DOSSIÊ "DOMINAÇÃO E CONTRA PODER"

Apresentação

Luis Felipe MiguelI e Flávia BiroliII

IProfessor do Instituto de Ciência Política da Universidade de Brasília (Brasília, DF, Brasil). E-mail: luisfelipemiguel@gmail.com IIProfessora do Instituto de Ciência Política da Universidade de Brasília (Brasília, DF, Brasil). E-mail: fbiroli@terra.com.br

O dossiê desta edição da RBCP enfoca o que se pode considerar a temática central da ciência política: o poder. É comum, na nossa disciplina, que o exercício da autoridade seja naturalizado, que as formas de dominação sejam subsumidas e invisibilizadas nas "instituições" ou que o pluralismo e a igualdade formal sejam comprados por seu valor de face. Mas, mesmo nestas versões assépticas, não é possível eludir o fato de que a ação política só se compreende à luz de conflitos nos quais o poder é tanto um objetivo quanto um recurso essencial – e que tais conflitos só ganham sentido sobre o pano de fundo dos padrões de dominação vigentes na sociedade.

Se a história da política é a história das metamorfoses desta dominação, não se pode ignorar que ela nunca é isenta de fricção. Dominados e oprimidos se definem por seu pertencimento ao polo negativo do poder – o polo dos que estão submetidos a ele –, mas isso não significa passividade ou aceitação não conflituosa. Assim, o fenômeno da resistência é a contraface necessária da dominação. Menos visível, talvez mais sutil, mas também presente e necessária num relato compreensivo do mundo social.

As formas de exercício de poder e as formas de resistência podem estar presentes em diferentes dimensões da política. Neste dossiê, há abordagens teóricas que enfrentam a problemática da dominação de diferentes óticas e a partir de análises desenvolvidas por autores filiados ao marxismo ou identificados com a crítica às suas premissas. E há análises que localizam as tensões entre dominação e contra-poder em espaços e interações com graus diversos de aproximação em relação à política institucional, e em dinâmicas em que as interações e formas de exercício do poder são também bastante diversas.

_ _ _

> [Seu objetivo]: Segundo a apresentação do dossiê, o que é comum na disciplina? Liste todos os casos citados.

_ _ _

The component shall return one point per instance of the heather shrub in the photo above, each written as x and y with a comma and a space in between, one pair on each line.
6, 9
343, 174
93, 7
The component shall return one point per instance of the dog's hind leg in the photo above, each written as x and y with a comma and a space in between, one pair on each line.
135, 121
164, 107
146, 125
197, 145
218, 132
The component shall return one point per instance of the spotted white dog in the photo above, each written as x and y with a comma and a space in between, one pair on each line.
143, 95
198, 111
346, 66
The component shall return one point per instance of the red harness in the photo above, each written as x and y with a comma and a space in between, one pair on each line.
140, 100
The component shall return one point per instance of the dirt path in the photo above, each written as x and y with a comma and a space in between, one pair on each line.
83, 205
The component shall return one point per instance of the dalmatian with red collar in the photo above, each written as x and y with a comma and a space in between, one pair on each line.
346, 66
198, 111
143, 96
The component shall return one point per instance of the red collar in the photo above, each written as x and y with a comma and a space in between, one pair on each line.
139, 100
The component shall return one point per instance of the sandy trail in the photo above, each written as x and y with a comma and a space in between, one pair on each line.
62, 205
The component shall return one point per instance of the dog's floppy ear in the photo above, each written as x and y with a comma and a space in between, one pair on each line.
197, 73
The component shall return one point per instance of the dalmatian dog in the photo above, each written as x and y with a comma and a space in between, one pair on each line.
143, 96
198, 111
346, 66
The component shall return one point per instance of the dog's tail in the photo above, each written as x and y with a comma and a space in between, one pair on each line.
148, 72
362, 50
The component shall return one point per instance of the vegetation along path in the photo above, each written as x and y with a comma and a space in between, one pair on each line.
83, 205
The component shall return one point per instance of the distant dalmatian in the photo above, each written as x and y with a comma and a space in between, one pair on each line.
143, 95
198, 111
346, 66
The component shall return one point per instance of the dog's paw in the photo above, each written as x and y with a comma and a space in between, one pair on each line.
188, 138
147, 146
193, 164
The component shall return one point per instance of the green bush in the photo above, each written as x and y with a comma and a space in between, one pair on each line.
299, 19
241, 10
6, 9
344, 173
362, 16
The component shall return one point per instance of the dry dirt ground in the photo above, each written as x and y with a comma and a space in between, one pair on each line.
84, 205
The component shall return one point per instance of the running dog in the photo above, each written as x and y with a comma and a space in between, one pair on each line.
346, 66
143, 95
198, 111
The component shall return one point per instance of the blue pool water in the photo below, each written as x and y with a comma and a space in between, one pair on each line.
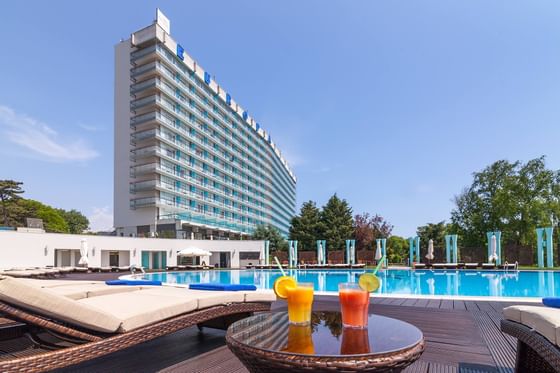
393, 281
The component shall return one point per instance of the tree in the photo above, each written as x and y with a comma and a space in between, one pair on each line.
270, 233
337, 221
514, 198
76, 221
307, 227
52, 219
9, 192
434, 231
368, 228
397, 249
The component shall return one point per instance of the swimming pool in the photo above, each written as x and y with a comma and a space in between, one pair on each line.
393, 281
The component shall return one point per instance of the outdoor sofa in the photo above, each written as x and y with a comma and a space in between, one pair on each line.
96, 319
537, 330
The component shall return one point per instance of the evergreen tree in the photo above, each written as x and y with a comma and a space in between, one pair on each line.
337, 221
76, 221
270, 233
9, 192
307, 227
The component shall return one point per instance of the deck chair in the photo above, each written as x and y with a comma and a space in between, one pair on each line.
97, 319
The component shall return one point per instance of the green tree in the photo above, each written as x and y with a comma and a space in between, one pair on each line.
9, 192
367, 228
434, 231
76, 221
53, 221
514, 198
397, 249
307, 227
270, 233
337, 221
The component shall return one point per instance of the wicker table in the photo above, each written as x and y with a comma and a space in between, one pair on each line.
268, 343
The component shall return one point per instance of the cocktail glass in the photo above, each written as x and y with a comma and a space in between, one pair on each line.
354, 341
300, 300
300, 340
354, 302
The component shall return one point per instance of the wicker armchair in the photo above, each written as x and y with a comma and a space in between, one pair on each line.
535, 353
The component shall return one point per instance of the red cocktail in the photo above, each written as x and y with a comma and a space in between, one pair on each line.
354, 302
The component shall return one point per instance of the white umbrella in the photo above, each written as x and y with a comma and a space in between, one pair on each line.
292, 254
378, 254
430, 254
494, 255
194, 251
83, 253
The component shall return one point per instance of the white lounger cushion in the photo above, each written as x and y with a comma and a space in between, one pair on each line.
80, 289
46, 302
260, 296
142, 307
545, 320
100, 307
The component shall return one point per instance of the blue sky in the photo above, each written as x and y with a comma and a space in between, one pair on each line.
390, 104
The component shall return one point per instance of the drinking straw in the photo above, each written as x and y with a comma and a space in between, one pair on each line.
379, 264
280, 266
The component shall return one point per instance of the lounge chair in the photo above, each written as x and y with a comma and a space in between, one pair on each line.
537, 330
97, 319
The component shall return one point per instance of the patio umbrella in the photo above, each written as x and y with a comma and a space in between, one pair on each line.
83, 253
378, 254
193, 251
292, 254
430, 254
493, 245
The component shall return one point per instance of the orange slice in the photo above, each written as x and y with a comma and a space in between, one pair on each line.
281, 284
369, 282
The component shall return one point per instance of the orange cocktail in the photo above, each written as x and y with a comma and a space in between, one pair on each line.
354, 302
300, 300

_ _ _

> [Resposta da tarefa]:
- Que o exercício da autoridade seja naturalizado.
- Que as formas de dominação sejam subsumidas e invisibilizadas nas "instituições".
- Que o pluralismo e a igualdade formal sejam comprados por seu valor de face.